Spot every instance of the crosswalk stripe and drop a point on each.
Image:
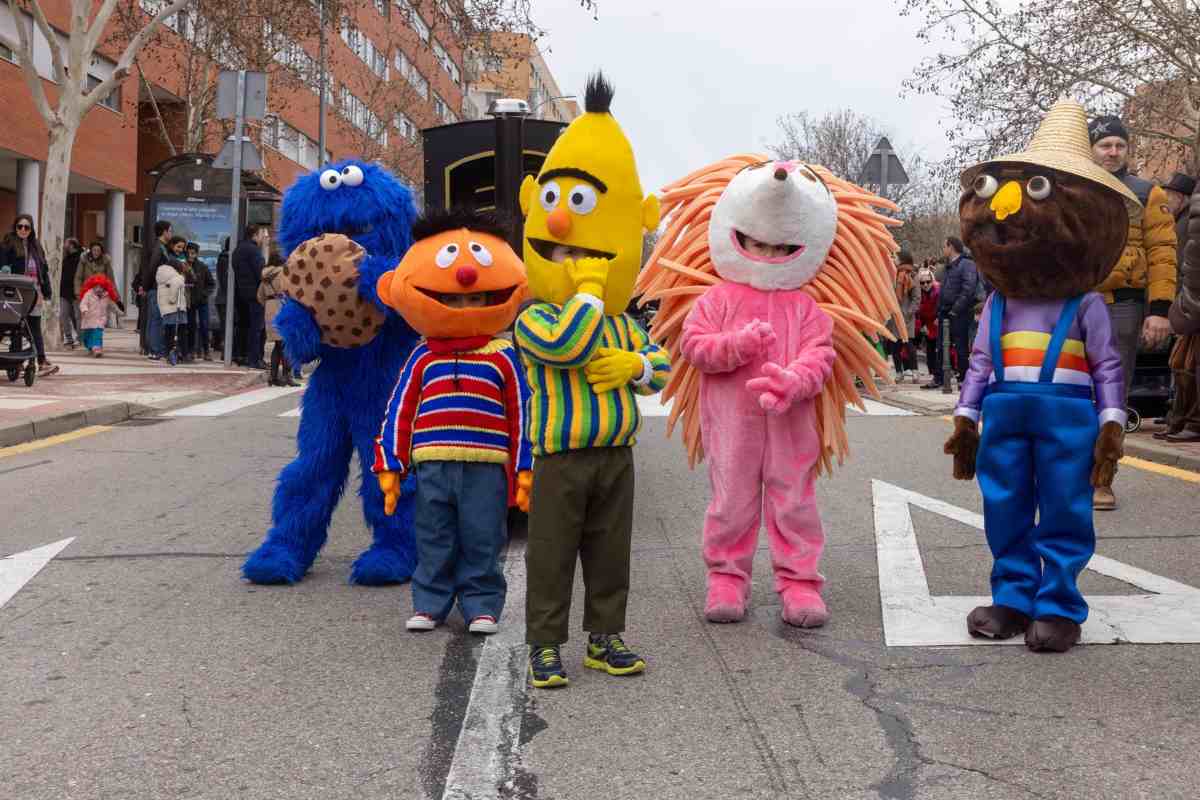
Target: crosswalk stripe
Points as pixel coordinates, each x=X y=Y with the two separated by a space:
x=235 y=402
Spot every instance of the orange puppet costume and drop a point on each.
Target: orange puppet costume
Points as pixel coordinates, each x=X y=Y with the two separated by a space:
x=769 y=274
x=456 y=417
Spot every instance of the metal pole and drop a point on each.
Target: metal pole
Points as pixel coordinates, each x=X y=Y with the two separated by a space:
x=321 y=102
x=235 y=214
x=509 y=170
x=948 y=374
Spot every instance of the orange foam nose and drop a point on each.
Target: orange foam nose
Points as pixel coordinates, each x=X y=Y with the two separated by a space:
x=466 y=276
x=559 y=223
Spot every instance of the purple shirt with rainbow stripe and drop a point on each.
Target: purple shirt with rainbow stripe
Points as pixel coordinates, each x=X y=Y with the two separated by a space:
x=1089 y=358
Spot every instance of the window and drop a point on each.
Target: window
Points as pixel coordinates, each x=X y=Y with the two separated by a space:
x=114 y=97
x=447 y=61
x=409 y=72
x=406 y=127
x=413 y=17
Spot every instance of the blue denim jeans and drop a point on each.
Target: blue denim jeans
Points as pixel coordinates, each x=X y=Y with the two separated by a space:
x=154 y=324
x=461 y=521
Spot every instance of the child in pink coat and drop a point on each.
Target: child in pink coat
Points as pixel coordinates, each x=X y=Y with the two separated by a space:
x=95 y=296
x=765 y=352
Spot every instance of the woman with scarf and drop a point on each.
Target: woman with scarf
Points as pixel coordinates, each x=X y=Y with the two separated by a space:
x=23 y=254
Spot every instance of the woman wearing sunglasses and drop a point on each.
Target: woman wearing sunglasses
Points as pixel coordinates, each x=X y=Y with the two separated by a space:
x=23 y=254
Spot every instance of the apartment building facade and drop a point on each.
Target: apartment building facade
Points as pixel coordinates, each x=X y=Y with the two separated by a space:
x=393 y=68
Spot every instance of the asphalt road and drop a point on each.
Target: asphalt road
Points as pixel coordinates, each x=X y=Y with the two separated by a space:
x=137 y=663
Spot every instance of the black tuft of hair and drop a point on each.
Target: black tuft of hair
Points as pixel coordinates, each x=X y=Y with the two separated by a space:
x=598 y=97
x=439 y=221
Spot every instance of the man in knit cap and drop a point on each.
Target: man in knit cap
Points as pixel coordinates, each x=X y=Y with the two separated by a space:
x=1139 y=292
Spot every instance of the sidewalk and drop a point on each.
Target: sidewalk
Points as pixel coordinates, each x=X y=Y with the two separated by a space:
x=1138 y=445
x=119 y=386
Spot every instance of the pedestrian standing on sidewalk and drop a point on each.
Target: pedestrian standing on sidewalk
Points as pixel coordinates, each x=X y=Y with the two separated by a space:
x=147 y=286
x=1185 y=318
x=69 y=293
x=99 y=293
x=172 y=298
x=1139 y=292
x=23 y=254
x=270 y=295
x=198 y=302
x=249 y=262
x=927 y=320
x=904 y=354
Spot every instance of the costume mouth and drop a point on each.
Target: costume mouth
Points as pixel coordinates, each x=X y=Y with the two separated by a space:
x=558 y=252
x=739 y=244
x=461 y=300
x=357 y=230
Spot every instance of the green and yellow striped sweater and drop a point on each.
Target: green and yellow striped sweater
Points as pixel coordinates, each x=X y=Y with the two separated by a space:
x=556 y=344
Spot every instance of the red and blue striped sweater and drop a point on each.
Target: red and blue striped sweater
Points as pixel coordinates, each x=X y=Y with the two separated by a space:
x=457 y=405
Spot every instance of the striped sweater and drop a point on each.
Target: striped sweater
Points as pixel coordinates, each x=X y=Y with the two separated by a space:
x=556 y=343
x=456 y=407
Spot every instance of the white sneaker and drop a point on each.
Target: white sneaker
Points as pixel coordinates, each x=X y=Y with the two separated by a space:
x=420 y=621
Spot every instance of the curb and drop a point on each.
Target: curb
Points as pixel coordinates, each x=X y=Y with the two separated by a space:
x=107 y=414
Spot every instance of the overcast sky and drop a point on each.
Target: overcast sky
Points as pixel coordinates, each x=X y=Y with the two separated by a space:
x=696 y=80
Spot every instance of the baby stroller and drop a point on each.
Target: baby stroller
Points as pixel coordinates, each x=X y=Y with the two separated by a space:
x=1150 y=394
x=18 y=294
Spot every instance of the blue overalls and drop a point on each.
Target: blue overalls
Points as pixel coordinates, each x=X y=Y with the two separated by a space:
x=1035 y=469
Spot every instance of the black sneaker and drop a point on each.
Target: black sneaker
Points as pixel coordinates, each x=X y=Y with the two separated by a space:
x=606 y=651
x=546 y=667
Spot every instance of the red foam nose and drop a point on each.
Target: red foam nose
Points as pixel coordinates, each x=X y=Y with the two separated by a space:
x=467 y=275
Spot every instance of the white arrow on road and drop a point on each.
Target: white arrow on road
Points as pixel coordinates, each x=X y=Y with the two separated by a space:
x=19 y=569
x=1168 y=612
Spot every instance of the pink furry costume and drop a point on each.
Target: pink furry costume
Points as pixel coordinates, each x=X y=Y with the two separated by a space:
x=777 y=343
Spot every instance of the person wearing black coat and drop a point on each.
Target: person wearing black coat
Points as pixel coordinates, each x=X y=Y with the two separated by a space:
x=22 y=254
x=247 y=271
x=957 y=305
x=69 y=302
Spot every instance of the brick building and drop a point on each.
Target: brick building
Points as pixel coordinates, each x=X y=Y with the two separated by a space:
x=393 y=67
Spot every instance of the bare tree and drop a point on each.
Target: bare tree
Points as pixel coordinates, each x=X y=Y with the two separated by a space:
x=71 y=54
x=843 y=140
x=1011 y=61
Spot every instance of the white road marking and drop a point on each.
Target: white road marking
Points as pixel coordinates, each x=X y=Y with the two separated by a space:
x=21 y=403
x=913 y=618
x=491 y=728
x=875 y=408
x=237 y=402
x=19 y=569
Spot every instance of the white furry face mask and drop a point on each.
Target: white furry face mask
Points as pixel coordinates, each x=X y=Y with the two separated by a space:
x=781 y=204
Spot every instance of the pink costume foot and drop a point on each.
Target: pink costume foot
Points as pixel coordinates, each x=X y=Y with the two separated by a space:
x=803 y=606
x=726 y=601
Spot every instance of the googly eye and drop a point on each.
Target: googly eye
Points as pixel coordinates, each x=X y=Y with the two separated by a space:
x=985 y=186
x=550 y=196
x=330 y=179
x=1038 y=187
x=447 y=256
x=582 y=199
x=481 y=253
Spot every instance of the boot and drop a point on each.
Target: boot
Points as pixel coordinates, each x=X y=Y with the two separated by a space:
x=996 y=623
x=1053 y=635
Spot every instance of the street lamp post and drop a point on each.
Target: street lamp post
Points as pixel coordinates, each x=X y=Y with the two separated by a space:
x=550 y=100
x=321 y=103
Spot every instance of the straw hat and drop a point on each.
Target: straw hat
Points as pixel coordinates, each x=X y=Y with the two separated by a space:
x=1061 y=143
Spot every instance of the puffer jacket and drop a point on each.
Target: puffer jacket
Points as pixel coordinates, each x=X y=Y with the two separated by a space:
x=172 y=289
x=1146 y=270
x=1185 y=313
x=270 y=295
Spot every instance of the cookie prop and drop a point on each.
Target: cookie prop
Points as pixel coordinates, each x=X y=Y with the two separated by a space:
x=323 y=276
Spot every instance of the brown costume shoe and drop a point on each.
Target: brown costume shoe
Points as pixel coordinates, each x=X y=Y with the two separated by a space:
x=996 y=623
x=1053 y=635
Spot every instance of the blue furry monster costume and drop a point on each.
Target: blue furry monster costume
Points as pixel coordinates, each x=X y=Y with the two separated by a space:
x=347 y=395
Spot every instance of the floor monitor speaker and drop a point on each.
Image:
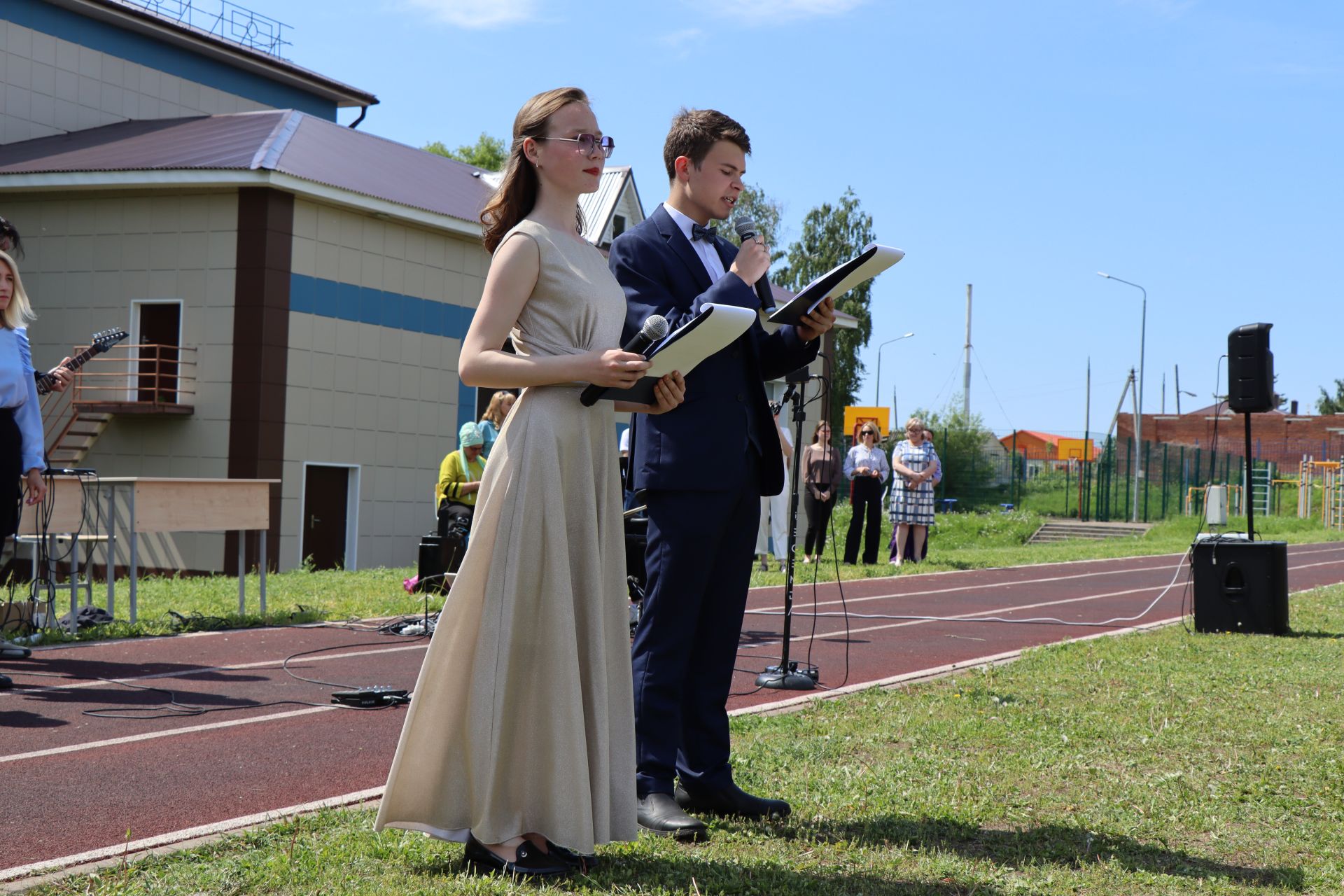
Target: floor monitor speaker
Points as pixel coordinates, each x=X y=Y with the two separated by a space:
x=1241 y=586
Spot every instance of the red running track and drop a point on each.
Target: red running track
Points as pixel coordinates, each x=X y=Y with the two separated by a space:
x=174 y=778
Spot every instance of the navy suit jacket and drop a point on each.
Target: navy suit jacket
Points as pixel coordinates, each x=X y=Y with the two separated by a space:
x=704 y=444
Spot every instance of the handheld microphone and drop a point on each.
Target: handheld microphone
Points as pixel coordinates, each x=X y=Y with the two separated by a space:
x=746 y=230
x=655 y=328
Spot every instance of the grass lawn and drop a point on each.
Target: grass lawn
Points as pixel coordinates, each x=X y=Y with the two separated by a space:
x=1149 y=763
x=958 y=542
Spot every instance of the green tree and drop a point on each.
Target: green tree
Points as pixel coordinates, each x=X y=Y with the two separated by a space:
x=487 y=153
x=1327 y=405
x=972 y=466
x=765 y=211
x=834 y=234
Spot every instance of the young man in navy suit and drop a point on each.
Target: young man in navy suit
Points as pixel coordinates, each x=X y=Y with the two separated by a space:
x=704 y=469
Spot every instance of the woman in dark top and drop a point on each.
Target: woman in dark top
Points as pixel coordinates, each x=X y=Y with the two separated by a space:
x=820 y=475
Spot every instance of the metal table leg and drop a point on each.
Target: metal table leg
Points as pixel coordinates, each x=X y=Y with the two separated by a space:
x=242 y=573
x=261 y=554
x=134 y=551
x=111 y=552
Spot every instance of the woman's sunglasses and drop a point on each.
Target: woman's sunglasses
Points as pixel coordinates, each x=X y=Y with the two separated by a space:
x=588 y=143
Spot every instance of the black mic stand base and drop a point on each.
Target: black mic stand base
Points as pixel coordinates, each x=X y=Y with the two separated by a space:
x=792 y=680
x=787 y=675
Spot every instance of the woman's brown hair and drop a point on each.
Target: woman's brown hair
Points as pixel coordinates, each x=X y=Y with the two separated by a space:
x=517 y=195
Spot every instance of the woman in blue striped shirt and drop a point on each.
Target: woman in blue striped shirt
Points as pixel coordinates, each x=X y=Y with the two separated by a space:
x=20 y=414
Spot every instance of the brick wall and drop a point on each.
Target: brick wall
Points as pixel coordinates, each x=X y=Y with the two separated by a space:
x=1282 y=438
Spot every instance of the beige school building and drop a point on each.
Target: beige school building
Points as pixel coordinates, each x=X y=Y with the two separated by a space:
x=295 y=289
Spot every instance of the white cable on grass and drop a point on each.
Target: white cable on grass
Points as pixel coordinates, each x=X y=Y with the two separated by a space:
x=1035 y=621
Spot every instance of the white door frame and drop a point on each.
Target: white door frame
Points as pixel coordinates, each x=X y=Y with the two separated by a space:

→ PROBLEM REQUIREMENTS
Render the material from the line with "Spot every instance of the boot" to the line with "x=321 y=103", both included, as a Markdown table with the columns Row and Material line, one numbered row per line and blank lines skipped.

→ THE REPLY
| Row | Material line |
|---|---|
| 1 | Spot every instance of the boot and drop a point on each. |
| 2 | Target: boot |
| 3 | Points as pixel coordinates, each x=X y=Y with the two separated by a space: |
| 4 | x=996 y=623 |
| 5 | x=1053 y=635 |
| 6 | Spot every instance of the street lamp post and drop a point on each. |
| 7 | Target: street lamp post |
| 8 | Points as pixel coordinates, each x=X y=Y with the two separated by a space: |
| 9 | x=550 y=100 |
| 10 | x=321 y=103 |